Return nothing but the lines from the line with "Locate every instance of the car taillight" through the last line of the entries that follow, copied exactly and free of pictures.

> [SOURCE MATERIAL]
-- Opening Marker --

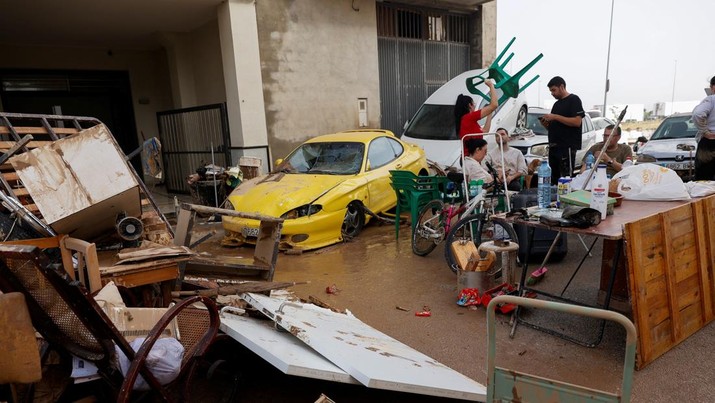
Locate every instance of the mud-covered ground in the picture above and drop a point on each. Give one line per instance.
(375, 274)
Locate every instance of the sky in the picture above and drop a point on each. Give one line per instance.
(661, 51)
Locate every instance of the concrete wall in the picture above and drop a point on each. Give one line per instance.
(317, 58)
(147, 70)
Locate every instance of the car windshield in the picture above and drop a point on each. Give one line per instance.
(676, 127)
(432, 122)
(532, 122)
(330, 158)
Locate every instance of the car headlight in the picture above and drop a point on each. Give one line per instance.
(227, 205)
(542, 150)
(644, 158)
(302, 211)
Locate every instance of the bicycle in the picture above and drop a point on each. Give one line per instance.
(474, 223)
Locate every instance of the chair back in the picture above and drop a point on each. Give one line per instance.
(61, 309)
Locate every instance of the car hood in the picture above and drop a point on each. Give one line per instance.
(667, 148)
(276, 194)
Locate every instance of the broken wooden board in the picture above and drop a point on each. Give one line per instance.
(281, 349)
(372, 357)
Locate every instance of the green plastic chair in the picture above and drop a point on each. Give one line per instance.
(508, 385)
(414, 192)
(508, 84)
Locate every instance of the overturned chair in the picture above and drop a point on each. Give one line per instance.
(66, 315)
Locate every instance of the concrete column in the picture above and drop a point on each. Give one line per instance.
(238, 32)
(489, 32)
(181, 71)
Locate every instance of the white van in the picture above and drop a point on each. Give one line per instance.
(432, 127)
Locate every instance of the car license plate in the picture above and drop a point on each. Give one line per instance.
(250, 232)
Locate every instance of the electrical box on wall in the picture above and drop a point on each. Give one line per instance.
(362, 112)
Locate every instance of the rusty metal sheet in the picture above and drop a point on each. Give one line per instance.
(372, 357)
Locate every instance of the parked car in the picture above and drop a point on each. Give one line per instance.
(323, 188)
(538, 146)
(432, 127)
(672, 145)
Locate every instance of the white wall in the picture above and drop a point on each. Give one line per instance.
(317, 58)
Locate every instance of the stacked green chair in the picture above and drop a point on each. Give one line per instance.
(413, 192)
(502, 80)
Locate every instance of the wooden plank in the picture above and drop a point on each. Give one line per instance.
(39, 130)
(637, 281)
(371, 357)
(670, 278)
(704, 266)
(281, 349)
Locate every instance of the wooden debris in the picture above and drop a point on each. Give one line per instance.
(249, 286)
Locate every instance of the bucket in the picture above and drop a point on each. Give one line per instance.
(481, 280)
(506, 253)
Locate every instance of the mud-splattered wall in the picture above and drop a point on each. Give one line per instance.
(317, 58)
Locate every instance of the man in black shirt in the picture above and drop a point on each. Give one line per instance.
(564, 126)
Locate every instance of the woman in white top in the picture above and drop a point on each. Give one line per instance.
(473, 169)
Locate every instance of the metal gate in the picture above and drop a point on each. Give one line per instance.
(419, 51)
(191, 138)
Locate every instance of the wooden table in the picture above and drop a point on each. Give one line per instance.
(163, 271)
(670, 260)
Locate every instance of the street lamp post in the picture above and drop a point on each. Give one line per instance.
(608, 60)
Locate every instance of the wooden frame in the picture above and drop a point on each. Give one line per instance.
(671, 275)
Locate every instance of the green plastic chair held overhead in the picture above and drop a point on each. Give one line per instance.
(509, 85)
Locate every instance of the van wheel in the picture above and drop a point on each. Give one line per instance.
(521, 118)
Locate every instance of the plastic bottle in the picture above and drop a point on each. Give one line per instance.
(473, 191)
(544, 187)
(590, 160)
(599, 191)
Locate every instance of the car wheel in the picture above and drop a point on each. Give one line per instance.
(353, 222)
(521, 118)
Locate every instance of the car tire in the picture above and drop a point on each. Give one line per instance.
(521, 118)
(353, 222)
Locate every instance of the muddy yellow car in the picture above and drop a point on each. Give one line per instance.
(325, 189)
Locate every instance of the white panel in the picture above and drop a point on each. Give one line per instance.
(373, 358)
(281, 349)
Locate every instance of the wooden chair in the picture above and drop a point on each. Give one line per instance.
(64, 312)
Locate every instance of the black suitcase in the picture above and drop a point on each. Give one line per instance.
(542, 238)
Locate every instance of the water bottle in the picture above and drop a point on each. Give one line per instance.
(544, 187)
(590, 160)
(599, 191)
(473, 191)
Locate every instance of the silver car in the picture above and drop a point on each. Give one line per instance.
(538, 146)
(672, 145)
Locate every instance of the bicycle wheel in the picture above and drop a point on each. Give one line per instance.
(475, 228)
(429, 230)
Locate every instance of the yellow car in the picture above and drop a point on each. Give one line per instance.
(324, 188)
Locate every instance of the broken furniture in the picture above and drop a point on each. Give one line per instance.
(669, 265)
(261, 265)
(360, 352)
(69, 319)
(56, 177)
(508, 385)
(18, 346)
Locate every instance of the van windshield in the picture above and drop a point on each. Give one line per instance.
(432, 122)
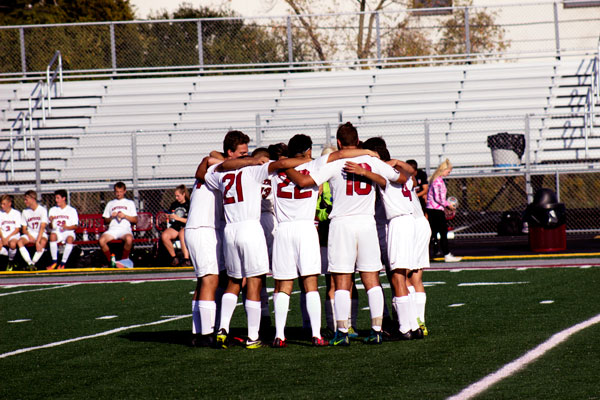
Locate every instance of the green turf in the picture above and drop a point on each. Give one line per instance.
(496, 325)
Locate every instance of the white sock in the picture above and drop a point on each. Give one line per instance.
(196, 321)
(313, 308)
(402, 305)
(420, 300)
(207, 311)
(54, 251)
(228, 303)
(25, 254)
(342, 306)
(67, 252)
(375, 295)
(281, 303)
(330, 314)
(37, 256)
(253, 315)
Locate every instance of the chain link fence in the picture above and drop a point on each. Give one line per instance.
(305, 41)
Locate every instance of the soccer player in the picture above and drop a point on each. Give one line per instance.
(245, 247)
(120, 213)
(204, 240)
(34, 220)
(63, 219)
(353, 244)
(10, 226)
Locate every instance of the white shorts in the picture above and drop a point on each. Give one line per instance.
(205, 246)
(118, 232)
(422, 237)
(296, 250)
(245, 249)
(401, 242)
(382, 232)
(269, 224)
(34, 234)
(353, 245)
(61, 236)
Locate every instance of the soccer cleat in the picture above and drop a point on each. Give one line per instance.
(352, 333)
(374, 337)
(279, 343)
(319, 342)
(222, 339)
(340, 339)
(423, 327)
(255, 344)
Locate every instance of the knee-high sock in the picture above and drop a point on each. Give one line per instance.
(207, 310)
(228, 303)
(375, 296)
(402, 306)
(25, 254)
(253, 315)
(196, 320)
(281, 303)
(342, 308)
(313, 309)
(330, 314)
(54, 251)
(67, 252)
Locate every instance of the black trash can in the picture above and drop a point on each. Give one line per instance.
(546, 218)
(507, 149)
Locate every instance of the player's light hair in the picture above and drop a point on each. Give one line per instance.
(445, 165)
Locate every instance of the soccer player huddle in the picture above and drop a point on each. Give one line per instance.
(230, 253)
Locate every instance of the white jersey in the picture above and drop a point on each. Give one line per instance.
(126, 206)
(206, 206)
(352, 194)
(9, 222)
(397, 199)
(241, 191)
(33, 219)
(291, 202)
(63, 217)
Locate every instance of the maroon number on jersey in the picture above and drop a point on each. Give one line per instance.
(358, 184)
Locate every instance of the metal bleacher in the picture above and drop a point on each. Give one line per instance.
(174, 122)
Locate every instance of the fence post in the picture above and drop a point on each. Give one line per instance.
(23, 55)
(200, 46)
(38, 166)
(467, 32)
(378, 33)
(113, 48)
(528, 188)
(427, 148)
(556, 31)
(134, 168)
(258, 133)
(290, 46)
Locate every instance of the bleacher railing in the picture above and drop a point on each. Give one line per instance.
(282, 43)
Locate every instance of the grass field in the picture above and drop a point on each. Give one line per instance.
(474, 331)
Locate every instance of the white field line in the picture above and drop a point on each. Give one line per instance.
(105, 333)
(515, 366)
(38, 290)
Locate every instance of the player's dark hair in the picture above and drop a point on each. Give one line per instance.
(377, 144)
(120, 185)
(299, 144)
(260, 151)
(233, 139)
(277, 150)
(347, 135)
(61, 192)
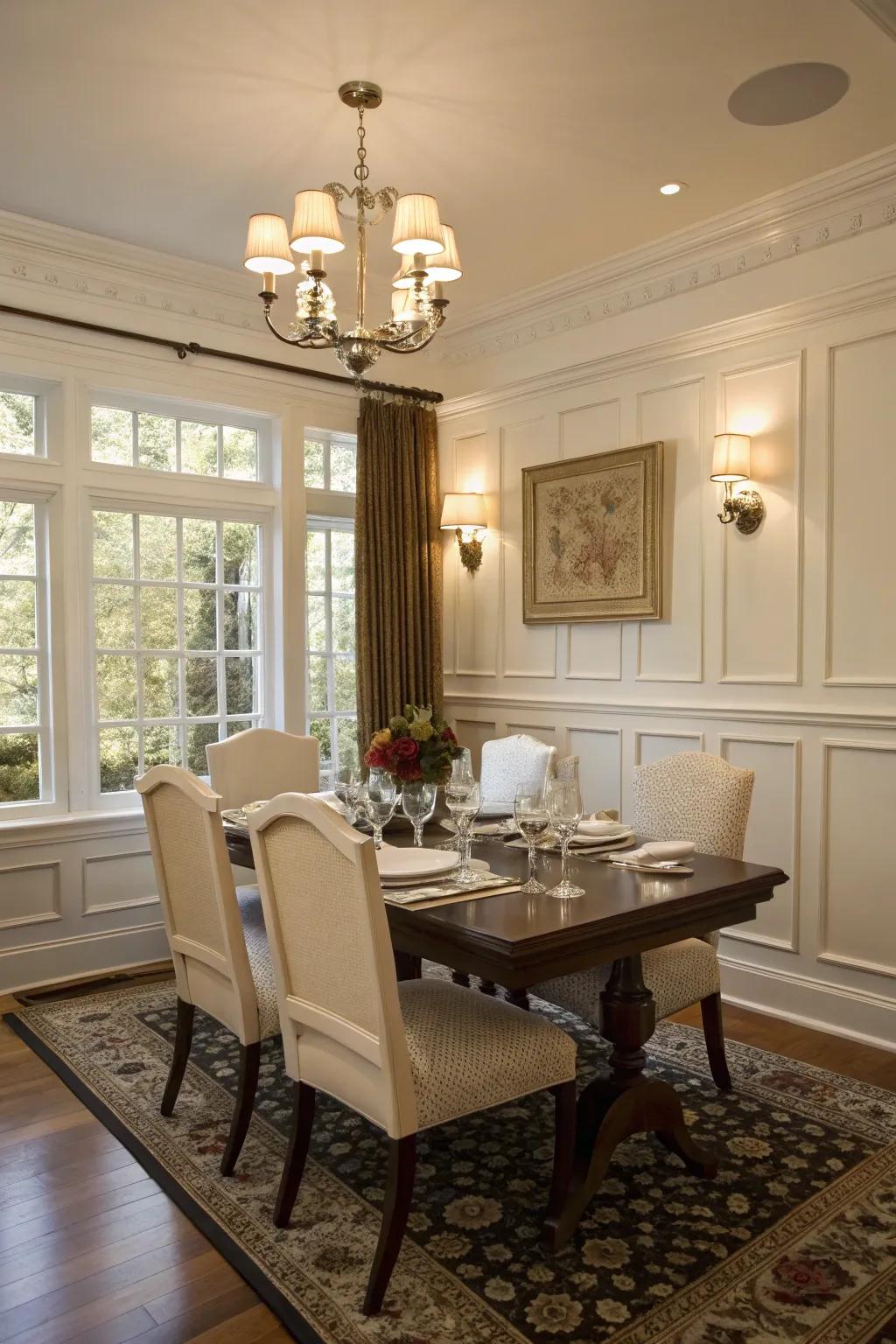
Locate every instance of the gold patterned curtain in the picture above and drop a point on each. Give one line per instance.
(398, 562)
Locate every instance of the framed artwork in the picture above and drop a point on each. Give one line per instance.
(592, 538)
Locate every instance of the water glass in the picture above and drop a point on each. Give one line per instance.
(564, 809)
(464, 805)
(418, 805)
(381, 800)
(534, 819)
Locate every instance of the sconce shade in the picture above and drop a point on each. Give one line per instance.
(416, 226)
(316, 223)
(731, 458)
(444, 265)
(464, 511)
(268, 246)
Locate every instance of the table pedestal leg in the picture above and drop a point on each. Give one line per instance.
(612, 1109)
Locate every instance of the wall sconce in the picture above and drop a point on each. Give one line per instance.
(465, 514)
(731, 464)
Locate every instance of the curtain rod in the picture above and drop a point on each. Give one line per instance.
(192, 347)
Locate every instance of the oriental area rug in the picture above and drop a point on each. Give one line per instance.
(794, 1241)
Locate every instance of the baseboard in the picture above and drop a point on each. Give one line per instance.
(836, 1010)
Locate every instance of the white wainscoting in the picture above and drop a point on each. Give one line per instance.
(775, 651)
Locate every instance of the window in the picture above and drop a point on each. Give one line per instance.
(24, 746)
(329, 604)
(18, 423)
(329, 461)
(158, 441)
(178, 639)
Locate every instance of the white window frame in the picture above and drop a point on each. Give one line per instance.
(313, 523)
(168, 507)
(202, 413)
(50, 757)
(42, 393)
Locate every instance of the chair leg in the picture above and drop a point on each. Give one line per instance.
(715, 1032)
(564, 1146)
(396, 1210)
(183, 1040)
(300, 1136)
(248, 1060)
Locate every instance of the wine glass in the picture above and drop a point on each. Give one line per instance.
(564, 808)
(346, 785)
(418, 805)
(534, 819)
(464, 805)
(381, 800)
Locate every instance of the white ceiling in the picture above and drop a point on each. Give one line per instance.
(543, 128)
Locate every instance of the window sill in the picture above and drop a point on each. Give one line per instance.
(69, 827)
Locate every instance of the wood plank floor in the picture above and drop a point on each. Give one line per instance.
(92, 1251)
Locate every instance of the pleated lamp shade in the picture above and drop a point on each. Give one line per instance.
(444, 265)
(316, 223)
(464, 511)
(416, 226)
(268, 246)
(731, 458)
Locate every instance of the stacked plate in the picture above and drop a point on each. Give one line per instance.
(406, 867)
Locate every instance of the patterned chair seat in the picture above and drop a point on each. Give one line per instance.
(676, 975)
(260, 964)
(471, 1051)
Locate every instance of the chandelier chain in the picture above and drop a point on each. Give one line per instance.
(361, 171)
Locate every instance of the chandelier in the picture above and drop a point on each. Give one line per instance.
(426, 248)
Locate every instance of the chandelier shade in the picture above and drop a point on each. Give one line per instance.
(444, 265)
(416, 226)
(316, 223)
(268, 246)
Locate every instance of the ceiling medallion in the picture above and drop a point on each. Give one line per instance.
(426, 246)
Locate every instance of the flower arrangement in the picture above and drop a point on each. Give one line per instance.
(414, 746)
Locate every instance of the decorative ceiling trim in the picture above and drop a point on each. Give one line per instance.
(883, 12)
(703, 340)
(844, 203)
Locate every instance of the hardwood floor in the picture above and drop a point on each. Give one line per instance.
(92, 1251)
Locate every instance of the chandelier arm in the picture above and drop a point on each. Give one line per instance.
(289, 340)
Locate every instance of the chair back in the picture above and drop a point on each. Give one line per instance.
(261, 764)
(693, 796)
(332, 960)
(512, 764)
(198, 898)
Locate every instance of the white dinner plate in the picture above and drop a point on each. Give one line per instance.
(398, 863)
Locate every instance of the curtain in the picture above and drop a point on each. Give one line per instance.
(398, 562)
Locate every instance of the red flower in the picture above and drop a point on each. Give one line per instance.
(409, 770)
(406, 749)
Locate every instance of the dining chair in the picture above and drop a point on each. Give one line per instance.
(406, 1055)
(511, 764)
(688, 796)
(261, 764)
(215, 932)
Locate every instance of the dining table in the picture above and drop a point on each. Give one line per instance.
(514, 941)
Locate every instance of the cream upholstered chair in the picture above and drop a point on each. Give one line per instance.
(216, 934)
(404, 1055)
(690, 796)
(261, 764)
(511, 764)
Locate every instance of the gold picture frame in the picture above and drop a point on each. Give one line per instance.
(592, 538)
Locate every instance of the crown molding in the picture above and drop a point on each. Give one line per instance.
(702, 340)
(843, 203)
(883, 12)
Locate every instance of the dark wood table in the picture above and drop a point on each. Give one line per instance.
(517, 941)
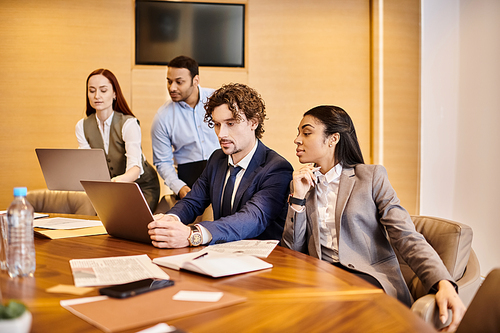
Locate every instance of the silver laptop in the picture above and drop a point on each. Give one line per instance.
(64, 168)
(122, 209)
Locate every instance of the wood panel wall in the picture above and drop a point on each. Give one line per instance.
(300, 54)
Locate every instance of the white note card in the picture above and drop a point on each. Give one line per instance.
(198, 296)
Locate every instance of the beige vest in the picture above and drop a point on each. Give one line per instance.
(117, 162)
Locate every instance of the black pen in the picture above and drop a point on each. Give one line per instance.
(200, 256)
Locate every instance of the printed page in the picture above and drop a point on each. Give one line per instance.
(114, 270)
(218, 265)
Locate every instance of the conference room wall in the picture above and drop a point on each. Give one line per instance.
(298, 56)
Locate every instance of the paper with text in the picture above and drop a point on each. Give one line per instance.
(114, 270)
(65, 223)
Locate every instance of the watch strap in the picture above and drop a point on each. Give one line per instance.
(296, 201)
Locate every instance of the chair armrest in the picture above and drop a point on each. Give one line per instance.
(426, 308)
(470, 282)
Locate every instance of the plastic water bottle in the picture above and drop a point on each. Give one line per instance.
(21, 257)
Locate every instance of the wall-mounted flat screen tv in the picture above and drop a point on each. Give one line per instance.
(211, 33)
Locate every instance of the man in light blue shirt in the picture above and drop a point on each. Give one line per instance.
(179, 133)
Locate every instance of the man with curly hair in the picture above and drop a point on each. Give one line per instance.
(246, 182)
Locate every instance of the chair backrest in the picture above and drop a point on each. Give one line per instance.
(451, 240)
(63, 202)
(483, 314)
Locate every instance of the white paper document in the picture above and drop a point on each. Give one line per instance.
(35, 215)
(198, 296)
(114, 270)
(213, 264)
(65, 223)
(257, 248)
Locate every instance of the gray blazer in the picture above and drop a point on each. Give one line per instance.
(371, 219)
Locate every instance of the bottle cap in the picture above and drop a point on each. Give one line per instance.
(20, 191)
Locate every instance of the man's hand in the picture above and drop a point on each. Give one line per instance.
(168, 232)
(183, 191)
(447, 298)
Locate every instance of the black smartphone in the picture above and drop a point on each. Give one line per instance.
(135, 288)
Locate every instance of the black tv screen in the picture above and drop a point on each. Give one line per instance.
(211, 33)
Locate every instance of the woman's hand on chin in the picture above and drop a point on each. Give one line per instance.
(303, 180)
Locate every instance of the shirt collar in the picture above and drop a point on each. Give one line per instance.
(332, 175)
(245, 161)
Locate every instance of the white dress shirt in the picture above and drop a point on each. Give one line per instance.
(327, 189)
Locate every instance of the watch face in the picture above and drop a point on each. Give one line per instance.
(195, 239)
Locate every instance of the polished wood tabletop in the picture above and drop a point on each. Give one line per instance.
(299, 294)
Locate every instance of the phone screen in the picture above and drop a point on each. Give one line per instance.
(135, 288)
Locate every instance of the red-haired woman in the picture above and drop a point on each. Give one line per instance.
(111, 125)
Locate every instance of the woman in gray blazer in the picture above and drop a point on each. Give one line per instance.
(347, 213)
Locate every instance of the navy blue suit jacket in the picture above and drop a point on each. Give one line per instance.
(259, 207)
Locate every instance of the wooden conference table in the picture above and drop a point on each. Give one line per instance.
(299, 294)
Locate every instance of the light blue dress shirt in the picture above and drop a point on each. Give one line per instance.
(180, 135)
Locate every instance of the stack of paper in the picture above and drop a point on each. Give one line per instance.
(62, 227)
(223, 259)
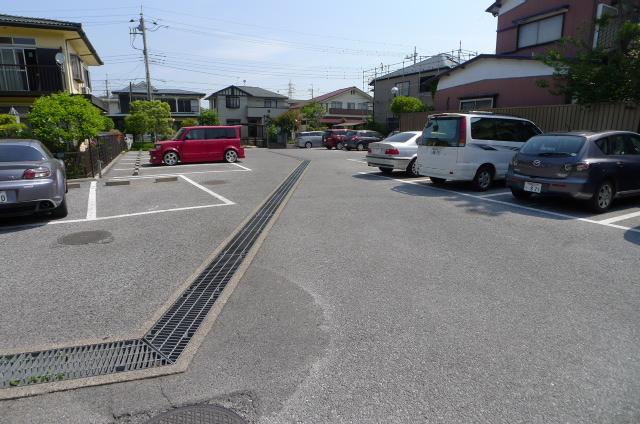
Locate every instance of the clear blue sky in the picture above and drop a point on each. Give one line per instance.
(211, 44)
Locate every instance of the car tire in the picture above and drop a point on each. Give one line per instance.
(602, 197)
(171, 158)
(482, 180)
(412, 169)
(230, 156)
(520, 194)
(61, 211)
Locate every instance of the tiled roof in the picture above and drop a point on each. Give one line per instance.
(434, 63)
(27, 22)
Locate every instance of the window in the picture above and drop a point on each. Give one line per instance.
(171, 103)
(184, 105)
(442, 132)
(540, 32)
(76, 67)
(404, 88)
(196, 134)
(476, 104)
(233, 102)
(219, 133)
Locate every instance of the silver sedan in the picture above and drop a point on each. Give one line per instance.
(32, 181)
(398, 151)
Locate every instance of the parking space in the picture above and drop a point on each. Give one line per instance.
(624, 214)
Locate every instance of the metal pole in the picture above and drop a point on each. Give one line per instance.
(146, 55)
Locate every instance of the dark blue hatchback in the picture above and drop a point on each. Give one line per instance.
(595, 167)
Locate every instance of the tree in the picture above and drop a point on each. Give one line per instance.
(189, 122)
(312, 113)
(288, 121)
(601, 74)
(10, 128)
(208, 117)
(62, 117)
(149, 117)
(405, 104)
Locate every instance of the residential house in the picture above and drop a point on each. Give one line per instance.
(247, 106)
(344, 108)
(43, 56)
(413, 80)
(526, 30)
(183, 103)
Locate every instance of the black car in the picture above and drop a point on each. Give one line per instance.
(360, 140)
(595, 167)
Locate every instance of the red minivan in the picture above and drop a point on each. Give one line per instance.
(199, 144)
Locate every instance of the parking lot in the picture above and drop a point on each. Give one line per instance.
(372, 296)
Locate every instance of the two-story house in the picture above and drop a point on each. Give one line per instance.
(413, 80)
(344, 108)
(43, 56)
(183, 103)
(526, 29)
(248, 106)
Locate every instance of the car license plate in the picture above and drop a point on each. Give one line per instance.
(532, 187)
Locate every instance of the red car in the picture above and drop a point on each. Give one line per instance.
(199, 144)
(334, 139)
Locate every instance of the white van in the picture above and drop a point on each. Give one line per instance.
(475, 146)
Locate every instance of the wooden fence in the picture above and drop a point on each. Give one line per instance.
(597, 117)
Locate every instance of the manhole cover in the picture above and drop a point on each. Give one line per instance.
(214, 182)
(198, 414)
(86, 237)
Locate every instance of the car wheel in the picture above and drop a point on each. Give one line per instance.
(61, 211)
(483, 178)
(412, 169)
(171, 158)
(602, 197)
(230, 156)
(520, 194)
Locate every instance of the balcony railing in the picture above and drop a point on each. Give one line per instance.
(30, 78)
(354, 112)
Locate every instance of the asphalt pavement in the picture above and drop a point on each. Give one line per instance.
(372, 299)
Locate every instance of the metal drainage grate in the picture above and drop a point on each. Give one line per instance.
(173, 331)
(168, 338)
(76, 362)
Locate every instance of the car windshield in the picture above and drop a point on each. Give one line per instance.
(400, 137)
(442, 132)
(13, 153)
(179, 134)
(553, 145)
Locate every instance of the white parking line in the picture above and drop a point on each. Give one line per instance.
(240, 166)
(206, 190)
(91, 203)
(513, 205)
(176, 174)
(619, 218)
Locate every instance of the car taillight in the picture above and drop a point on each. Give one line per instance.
(33, 173)
(582, 166)
(462, 141)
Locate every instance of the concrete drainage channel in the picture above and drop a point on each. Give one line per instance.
(169, 336)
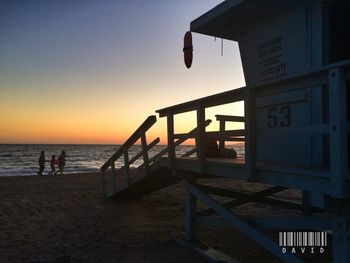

-- Closing Marker --

> [SOLUTION TO THE PROBLEM]
Locate every instance of the car taillight in the picture above and drop a point on each. Give one line per instance.
(33, 173)
(582, 166)
(462, 141)
Locate every instance of the concrete drainage channel in the picture above and drop a point on each. Give one line per instance.
(169, 336)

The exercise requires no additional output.